- PROBLEM DETAILS
Copy each line of the entries beneath that contains the word "leaf".

- PROVIDED ENTRIES

........

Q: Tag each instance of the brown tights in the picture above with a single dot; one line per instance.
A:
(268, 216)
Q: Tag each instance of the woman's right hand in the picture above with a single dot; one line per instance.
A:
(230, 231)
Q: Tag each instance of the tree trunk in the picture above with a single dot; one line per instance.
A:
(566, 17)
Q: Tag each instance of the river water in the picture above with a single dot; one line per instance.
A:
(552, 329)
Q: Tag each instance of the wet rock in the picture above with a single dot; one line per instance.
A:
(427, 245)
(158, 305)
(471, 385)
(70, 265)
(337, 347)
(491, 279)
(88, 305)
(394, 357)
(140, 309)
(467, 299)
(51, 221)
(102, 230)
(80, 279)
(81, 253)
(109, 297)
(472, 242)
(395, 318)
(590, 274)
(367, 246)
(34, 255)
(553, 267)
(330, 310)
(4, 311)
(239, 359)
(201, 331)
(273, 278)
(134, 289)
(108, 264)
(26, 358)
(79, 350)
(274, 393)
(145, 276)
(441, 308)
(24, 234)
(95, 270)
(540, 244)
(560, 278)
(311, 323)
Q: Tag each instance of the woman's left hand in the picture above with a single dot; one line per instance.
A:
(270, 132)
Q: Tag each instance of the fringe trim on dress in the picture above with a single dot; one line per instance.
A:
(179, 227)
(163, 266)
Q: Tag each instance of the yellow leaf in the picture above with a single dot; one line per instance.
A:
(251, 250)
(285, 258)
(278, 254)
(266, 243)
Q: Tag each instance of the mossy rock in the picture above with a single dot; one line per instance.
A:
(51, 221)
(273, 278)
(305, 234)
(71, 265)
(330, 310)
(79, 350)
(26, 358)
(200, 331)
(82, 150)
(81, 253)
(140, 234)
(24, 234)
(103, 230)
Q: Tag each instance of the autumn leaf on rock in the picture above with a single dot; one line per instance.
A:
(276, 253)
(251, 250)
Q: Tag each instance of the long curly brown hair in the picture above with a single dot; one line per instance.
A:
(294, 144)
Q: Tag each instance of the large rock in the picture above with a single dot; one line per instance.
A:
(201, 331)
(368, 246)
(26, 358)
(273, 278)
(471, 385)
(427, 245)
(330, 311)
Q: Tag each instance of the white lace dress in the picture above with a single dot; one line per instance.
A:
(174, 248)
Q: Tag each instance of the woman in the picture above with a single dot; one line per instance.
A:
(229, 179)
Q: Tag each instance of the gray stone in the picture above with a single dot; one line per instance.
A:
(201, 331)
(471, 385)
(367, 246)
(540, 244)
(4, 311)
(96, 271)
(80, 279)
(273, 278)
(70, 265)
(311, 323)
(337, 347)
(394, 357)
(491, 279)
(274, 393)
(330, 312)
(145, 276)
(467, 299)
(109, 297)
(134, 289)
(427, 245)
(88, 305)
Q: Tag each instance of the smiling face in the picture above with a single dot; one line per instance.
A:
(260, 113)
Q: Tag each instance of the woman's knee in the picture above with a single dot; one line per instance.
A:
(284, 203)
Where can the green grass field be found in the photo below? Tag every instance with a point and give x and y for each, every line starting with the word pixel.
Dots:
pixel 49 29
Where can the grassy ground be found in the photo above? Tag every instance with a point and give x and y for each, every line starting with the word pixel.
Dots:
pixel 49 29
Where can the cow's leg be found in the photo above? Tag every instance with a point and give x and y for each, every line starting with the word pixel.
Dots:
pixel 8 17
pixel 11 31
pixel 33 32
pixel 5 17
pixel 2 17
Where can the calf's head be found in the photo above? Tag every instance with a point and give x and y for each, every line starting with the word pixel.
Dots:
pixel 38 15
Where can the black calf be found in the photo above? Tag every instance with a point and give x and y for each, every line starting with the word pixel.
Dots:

........

- OUTPUT FOR THIS TASK
Q: Tag each instance of the yellow leaf in the picture above with a single dot; one line per instance.
Q: Tag each instance of the autumn leaf on rock in the picture above with a single dot; one line per instance.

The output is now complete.